### ACTIVITY
The records that follow are to be repeated exactly, with the pictures removed.

[[ DATA SUPPLIED open ]]

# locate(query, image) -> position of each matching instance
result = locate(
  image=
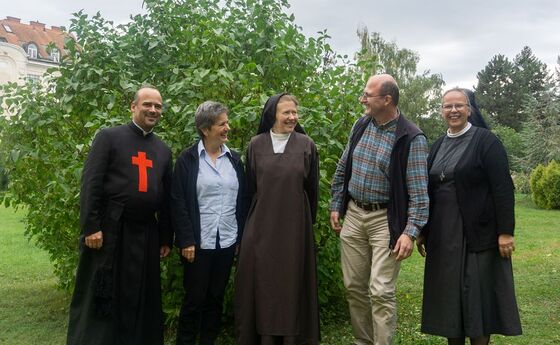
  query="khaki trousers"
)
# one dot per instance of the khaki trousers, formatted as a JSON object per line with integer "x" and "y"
{"x": 370, "y": 273}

[[ DATA SUPPLIED closed ]]

### ANSWER TO THE EXERCISE
# locate(query, image) -> position of each matching instance
result = locate(
  image=
  query="khaki trousers"
)
# one dot per instance of the khaki trousers, formatted as a JSON object per line with integer "x" and "y"
{"x": 370, "y": 273}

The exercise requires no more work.